→ **Problem**
Starting with the line containing "Would you be able to point at the dirt" and going on through the end of the rows, copy out every line, requests included, with each coordinate value in the answers scaled by 1.7 and rounded to the nearest whole number, halves rounded up.

→ **Object position labeling rows**
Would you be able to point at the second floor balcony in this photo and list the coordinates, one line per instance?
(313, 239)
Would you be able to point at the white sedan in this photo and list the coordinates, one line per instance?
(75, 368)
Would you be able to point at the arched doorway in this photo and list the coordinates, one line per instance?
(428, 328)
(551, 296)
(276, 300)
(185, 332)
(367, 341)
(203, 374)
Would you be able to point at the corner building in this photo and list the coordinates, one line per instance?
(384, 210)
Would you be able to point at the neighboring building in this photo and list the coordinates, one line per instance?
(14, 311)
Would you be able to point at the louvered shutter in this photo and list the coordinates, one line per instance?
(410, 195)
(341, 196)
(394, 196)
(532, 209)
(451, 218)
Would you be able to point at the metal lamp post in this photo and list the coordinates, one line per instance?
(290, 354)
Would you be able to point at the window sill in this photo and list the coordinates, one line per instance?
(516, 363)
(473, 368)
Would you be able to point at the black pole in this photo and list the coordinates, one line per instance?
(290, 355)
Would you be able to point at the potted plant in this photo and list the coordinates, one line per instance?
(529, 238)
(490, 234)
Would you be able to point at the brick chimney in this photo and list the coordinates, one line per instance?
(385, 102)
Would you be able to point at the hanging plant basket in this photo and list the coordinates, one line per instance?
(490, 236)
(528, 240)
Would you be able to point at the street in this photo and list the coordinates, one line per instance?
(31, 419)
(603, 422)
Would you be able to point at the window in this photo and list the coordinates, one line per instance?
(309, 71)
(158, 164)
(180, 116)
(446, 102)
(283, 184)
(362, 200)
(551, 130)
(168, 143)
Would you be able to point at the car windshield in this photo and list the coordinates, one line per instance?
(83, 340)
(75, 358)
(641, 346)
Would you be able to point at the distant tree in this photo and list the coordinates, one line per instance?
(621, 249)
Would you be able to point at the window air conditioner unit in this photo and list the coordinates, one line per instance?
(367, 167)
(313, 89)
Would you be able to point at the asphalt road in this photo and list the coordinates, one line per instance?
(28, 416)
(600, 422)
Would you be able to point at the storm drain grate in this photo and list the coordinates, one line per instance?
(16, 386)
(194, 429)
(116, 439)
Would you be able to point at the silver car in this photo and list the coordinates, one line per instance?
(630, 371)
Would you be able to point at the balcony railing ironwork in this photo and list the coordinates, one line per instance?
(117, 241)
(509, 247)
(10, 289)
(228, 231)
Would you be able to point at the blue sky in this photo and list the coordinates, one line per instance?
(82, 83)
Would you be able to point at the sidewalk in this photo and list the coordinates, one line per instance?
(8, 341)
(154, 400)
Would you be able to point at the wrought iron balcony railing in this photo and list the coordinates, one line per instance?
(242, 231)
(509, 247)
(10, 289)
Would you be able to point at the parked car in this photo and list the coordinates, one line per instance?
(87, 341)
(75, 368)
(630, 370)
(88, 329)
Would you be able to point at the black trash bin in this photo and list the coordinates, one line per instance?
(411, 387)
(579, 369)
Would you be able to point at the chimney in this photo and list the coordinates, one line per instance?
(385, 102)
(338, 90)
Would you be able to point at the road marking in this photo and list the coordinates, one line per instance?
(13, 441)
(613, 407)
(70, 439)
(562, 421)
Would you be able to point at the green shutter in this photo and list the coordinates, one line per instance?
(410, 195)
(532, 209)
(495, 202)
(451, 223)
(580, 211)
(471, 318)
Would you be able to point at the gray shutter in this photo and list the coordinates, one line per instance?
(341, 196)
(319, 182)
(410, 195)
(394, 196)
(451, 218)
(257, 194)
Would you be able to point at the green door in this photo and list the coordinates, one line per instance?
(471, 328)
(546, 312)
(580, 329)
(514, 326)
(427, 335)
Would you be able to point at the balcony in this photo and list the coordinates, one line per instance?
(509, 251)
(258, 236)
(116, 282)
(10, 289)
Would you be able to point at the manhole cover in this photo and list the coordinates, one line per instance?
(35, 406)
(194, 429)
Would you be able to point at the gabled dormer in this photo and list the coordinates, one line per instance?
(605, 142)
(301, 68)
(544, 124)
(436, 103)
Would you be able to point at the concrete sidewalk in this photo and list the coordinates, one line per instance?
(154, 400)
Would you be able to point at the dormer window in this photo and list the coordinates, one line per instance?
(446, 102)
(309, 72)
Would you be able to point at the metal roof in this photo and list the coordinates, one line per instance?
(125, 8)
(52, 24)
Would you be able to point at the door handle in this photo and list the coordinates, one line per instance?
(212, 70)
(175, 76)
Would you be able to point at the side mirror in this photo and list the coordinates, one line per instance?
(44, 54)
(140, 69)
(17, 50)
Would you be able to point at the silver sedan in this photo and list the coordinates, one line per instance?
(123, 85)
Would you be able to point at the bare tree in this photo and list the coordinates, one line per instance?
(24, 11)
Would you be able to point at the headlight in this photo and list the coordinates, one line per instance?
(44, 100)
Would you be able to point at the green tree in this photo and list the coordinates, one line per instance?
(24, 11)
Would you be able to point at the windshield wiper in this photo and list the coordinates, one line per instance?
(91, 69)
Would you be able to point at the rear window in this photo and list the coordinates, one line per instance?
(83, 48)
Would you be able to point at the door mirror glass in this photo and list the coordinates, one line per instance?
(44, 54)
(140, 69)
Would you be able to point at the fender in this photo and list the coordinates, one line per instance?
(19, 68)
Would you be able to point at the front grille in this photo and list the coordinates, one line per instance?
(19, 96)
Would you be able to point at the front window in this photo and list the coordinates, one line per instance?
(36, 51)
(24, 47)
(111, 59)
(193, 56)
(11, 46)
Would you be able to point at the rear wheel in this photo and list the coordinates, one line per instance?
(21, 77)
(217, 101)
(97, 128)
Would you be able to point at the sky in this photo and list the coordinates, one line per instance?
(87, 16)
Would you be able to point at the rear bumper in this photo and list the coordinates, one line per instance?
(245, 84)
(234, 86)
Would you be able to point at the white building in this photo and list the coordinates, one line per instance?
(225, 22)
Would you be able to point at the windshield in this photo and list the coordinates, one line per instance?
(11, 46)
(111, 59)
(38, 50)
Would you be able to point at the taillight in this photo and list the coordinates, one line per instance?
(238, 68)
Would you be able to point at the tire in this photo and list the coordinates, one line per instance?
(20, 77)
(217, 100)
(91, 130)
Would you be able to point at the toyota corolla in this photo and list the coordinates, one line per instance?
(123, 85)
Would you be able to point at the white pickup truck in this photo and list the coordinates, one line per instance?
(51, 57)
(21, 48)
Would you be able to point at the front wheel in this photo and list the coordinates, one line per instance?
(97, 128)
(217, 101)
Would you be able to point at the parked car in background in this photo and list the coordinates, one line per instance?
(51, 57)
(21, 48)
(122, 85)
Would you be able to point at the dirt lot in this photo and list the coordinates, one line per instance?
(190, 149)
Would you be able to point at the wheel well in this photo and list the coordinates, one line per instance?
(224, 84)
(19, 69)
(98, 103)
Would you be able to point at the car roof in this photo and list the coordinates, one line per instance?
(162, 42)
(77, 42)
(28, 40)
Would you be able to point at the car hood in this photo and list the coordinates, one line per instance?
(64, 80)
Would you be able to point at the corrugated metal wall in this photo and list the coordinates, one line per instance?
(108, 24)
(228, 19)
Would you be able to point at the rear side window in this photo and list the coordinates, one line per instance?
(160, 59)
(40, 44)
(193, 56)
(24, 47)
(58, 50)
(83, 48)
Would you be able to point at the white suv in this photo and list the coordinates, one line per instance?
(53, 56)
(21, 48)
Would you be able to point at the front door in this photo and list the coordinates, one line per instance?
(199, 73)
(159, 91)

→ **Expected answer**
Would you be able to point at the dirt lot in this photo and list the coordinates, one line per instance?
(323, 253)
Would you be able to point at the wheel well in this photo and list the coordinates, one line per instance?
(381, 143)
(32, 117)
(167, 175)
Would you be able to point at the car roof in this photo and list the coordinates, one line per instance?
(275, 71)
(131, 71)
(48, 68)
Would you be able to point at the car hood in this photo and list the coordinates, one line per instance?
(109, 136)
Would you be able to point at the corrugated metal wall in this photo and list the coordinates, one line per instance?
(184, 41)
(388, 32)
Would you be able to point at the rear side window in this photo and list the coordinates, one line per instance?
(272, 100)
(68, 75)
(328, 95)
(41, 80)
(99, 85)
(141, 82)
Would you be able to point at the white suv in this photo and list the coordinates, one line per instance?
(90, 95)
(36, 82)
Would you be able to point at the front door in this photo and list the coordinates, one line per instance?
(338, 124)
(270, 155)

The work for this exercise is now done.